* Work required
Quote the items word for word, from their first line through the line that contains "0;301;87;447".
[START Data]
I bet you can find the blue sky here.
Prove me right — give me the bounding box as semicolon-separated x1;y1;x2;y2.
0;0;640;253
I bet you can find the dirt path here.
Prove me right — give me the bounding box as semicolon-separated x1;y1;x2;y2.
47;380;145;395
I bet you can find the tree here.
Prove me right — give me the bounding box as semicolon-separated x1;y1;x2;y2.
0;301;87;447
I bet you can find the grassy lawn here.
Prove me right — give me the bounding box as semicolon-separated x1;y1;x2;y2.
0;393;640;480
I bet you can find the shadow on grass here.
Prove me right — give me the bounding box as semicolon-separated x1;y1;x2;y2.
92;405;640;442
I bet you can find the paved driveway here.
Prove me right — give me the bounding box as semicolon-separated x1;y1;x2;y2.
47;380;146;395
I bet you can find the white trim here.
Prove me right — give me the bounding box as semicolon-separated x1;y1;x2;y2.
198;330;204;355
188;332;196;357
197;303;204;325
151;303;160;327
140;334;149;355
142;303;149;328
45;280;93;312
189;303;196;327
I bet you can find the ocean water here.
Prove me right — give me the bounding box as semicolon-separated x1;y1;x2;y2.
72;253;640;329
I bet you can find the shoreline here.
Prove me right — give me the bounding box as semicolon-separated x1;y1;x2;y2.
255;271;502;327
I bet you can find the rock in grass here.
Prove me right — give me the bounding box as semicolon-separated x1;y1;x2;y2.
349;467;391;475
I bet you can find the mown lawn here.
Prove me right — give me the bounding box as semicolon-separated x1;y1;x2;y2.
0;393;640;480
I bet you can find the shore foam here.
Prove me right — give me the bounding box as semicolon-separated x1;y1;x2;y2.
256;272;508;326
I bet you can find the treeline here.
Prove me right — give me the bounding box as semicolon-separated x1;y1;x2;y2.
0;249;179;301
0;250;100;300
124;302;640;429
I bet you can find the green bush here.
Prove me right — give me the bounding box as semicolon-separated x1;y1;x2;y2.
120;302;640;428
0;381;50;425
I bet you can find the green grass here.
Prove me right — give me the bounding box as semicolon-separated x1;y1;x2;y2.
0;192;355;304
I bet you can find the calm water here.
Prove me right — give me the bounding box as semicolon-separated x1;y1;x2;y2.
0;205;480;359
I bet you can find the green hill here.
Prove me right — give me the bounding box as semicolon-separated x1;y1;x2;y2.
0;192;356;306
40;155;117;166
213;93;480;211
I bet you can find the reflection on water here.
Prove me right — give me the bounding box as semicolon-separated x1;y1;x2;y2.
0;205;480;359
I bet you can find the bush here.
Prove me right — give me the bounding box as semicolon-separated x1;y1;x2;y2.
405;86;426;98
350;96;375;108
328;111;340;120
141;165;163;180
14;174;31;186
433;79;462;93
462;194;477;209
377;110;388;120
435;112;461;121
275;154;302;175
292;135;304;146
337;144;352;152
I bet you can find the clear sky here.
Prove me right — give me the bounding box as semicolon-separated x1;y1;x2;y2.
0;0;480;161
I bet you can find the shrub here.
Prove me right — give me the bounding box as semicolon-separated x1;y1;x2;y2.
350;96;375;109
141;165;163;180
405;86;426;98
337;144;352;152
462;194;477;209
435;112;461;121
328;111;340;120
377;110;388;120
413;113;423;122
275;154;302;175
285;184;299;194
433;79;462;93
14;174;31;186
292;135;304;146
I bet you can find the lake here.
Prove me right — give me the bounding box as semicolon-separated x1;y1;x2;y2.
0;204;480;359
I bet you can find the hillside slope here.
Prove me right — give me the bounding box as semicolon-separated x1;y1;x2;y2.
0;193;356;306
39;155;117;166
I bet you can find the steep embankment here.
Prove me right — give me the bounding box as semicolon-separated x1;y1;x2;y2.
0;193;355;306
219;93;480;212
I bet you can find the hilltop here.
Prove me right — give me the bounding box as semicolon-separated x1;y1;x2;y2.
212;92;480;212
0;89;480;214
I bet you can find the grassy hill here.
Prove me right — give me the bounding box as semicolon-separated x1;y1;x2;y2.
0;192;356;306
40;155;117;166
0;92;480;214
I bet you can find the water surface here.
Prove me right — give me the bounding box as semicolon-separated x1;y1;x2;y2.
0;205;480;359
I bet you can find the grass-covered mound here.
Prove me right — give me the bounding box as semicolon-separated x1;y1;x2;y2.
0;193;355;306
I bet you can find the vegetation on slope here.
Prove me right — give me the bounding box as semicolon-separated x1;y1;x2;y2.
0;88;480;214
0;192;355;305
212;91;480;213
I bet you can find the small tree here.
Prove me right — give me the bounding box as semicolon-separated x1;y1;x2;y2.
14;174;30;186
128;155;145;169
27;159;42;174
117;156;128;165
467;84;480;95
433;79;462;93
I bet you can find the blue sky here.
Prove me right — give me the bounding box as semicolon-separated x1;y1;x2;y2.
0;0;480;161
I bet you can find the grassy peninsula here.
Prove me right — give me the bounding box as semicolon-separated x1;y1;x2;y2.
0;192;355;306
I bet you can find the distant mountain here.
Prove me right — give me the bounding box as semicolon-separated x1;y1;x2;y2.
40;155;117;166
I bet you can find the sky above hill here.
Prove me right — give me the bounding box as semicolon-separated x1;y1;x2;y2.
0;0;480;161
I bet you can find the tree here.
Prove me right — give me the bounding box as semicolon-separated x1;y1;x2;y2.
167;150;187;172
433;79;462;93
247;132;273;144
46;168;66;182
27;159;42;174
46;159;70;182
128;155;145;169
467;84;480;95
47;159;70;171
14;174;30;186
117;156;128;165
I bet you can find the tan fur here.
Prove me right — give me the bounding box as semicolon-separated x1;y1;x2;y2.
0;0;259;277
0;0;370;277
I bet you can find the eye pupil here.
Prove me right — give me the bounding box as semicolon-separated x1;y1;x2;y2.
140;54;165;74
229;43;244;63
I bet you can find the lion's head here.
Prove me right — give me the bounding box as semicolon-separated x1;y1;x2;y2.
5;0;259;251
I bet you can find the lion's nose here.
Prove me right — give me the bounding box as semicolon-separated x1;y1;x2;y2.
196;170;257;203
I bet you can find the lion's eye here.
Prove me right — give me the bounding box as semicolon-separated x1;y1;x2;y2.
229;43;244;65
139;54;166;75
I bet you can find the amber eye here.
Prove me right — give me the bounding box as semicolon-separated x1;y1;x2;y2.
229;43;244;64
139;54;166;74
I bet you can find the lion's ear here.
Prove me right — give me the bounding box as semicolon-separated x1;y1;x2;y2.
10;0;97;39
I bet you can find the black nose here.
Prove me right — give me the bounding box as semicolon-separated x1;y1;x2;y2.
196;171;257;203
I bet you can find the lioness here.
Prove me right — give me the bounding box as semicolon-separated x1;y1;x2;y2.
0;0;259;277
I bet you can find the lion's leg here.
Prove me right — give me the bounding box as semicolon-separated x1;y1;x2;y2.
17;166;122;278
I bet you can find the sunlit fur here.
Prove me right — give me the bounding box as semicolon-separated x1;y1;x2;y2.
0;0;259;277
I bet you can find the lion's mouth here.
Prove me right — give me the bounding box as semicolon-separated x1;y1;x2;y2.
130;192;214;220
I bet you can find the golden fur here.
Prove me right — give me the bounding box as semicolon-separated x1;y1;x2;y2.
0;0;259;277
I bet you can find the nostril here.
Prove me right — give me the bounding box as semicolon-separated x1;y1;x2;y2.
[END Data]
* Reply
I bet you can find the blue sky here.
Prove me right — give me the bounding box as semicolon-separated x1;y1;x2;y2.
0;0;640;253
I bet you can find the dirt path here.
Prove me right — give me the bounding box as semicolon-separated x1;y1;x2;y2.
47;380;145;395
I bet you can find the tree here.
Prove me right — give me the bounding box as semicolon-separated x1;y1;x2;y2.
0;301;87;447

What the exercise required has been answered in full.